> PROMPT 1: What decade in Algeria did the research described in the fellowship passage examine?
> PROMPT 2: Write the next part of the fellowship passage below, picking up from its final sentence.

By Brigitte Stepanov

I am gratefully honored for having been chosen as a Silas Palmer Fellow at the Hoover Institution Library and Archives, where I conducted research that sought to analyze cruelty and cruel events – in their various manifestations – in Algeria in the 1960s in an effort to understand what constituted cruelty in the time leading to, during, and shortly after Algeria’s revolution for independence. This project studied Algerian and French perspectives on violence, terror, and oppression in Algeria in an aim to study cruel practices not only specifically in that geographical region, but in colonial contexts more generally, and to see how they may be changed to more effectively bring about conflict mediation and resolution.

(Dataset entries)
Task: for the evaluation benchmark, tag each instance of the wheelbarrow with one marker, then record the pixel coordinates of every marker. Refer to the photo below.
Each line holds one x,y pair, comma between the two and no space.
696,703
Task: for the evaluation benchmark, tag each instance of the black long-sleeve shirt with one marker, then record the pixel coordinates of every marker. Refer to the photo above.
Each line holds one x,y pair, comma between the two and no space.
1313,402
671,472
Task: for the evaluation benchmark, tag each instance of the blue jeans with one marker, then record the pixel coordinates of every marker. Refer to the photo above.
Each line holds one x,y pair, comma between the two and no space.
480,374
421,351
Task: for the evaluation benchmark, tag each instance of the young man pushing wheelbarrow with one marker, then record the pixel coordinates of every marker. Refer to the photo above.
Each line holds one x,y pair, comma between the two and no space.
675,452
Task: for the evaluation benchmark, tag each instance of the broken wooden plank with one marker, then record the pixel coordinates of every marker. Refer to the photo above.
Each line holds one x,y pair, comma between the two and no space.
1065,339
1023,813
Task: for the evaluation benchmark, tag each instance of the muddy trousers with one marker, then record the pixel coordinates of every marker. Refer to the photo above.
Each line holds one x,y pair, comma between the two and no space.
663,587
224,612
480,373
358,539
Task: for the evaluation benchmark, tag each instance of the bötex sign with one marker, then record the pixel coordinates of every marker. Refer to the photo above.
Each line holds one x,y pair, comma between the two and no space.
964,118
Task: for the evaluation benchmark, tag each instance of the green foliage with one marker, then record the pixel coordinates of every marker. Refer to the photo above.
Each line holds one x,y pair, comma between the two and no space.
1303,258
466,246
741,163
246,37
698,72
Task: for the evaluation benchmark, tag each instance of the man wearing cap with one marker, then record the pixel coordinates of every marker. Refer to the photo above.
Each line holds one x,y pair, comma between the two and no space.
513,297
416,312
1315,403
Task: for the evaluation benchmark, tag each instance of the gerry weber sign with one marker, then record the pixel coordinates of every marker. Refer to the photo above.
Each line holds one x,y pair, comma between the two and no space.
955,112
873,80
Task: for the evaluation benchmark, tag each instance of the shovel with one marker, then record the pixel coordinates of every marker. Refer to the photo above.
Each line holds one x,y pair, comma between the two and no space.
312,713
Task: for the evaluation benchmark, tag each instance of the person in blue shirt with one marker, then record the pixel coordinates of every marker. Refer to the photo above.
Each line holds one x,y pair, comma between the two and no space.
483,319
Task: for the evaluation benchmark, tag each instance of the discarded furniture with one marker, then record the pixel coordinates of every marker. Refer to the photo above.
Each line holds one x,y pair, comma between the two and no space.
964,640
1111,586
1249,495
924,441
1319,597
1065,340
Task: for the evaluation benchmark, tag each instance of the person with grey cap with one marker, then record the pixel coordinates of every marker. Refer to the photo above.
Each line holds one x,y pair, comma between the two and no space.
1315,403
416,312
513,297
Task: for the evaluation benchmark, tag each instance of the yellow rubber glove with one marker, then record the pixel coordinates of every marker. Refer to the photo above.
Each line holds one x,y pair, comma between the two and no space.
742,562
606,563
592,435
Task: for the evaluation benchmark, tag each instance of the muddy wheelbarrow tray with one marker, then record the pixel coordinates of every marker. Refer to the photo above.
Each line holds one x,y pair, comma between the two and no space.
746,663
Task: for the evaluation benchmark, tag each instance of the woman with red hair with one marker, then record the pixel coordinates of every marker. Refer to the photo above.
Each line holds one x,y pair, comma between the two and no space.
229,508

> EXERCISE RESPONSE 1: The 1960s.

> EXERCISE RESPONSE 2:
My dissertation more generally focuses on representations of cruelty and monstrosity in French, Algerian, and Rwandan literature and cinema. Archival documents are important to my research as they provide first-hand accounts of historical events and phenomena. This is especially pertinent to a project that is imbued with questions of perspective and a polyphony of definitions concerning the term “cruelty”. Cruelty is not an easily definable concept, and finds itself in a network of other terms such as violence, pain, and torture. Jacques Derrida, for instance, in his seminar on the death penalty, briefly mentions how cruelty is not a clear subject to grasp. It is difficult to precisely and concisely define cruelty, or state what it is not. One only has to think of the term “cruel and unusual punishment”, which is oftentimes very difficult to interpret.

The Hoover Institution Library and Archives has an extensive and impressive repository of documents pertaining to Algerian-French relations and the Algerian War of Independence. During my time in the reading room, I worked predominately with the Douglas Elliott Ashford papers, the Andre M. Rossfelder collection, the Claude Paillat papers, the Yves Jean-Antoine Noël Godard papers, the Robert Louis Delavignette papers, and the John K. Cooley papers. In these collections, I uncovered newspaper clippings, correspondences, military records, pamphlets, manifestos, plans for counterterrorism military operations, information on the Organisation Armée secrète, and photographs.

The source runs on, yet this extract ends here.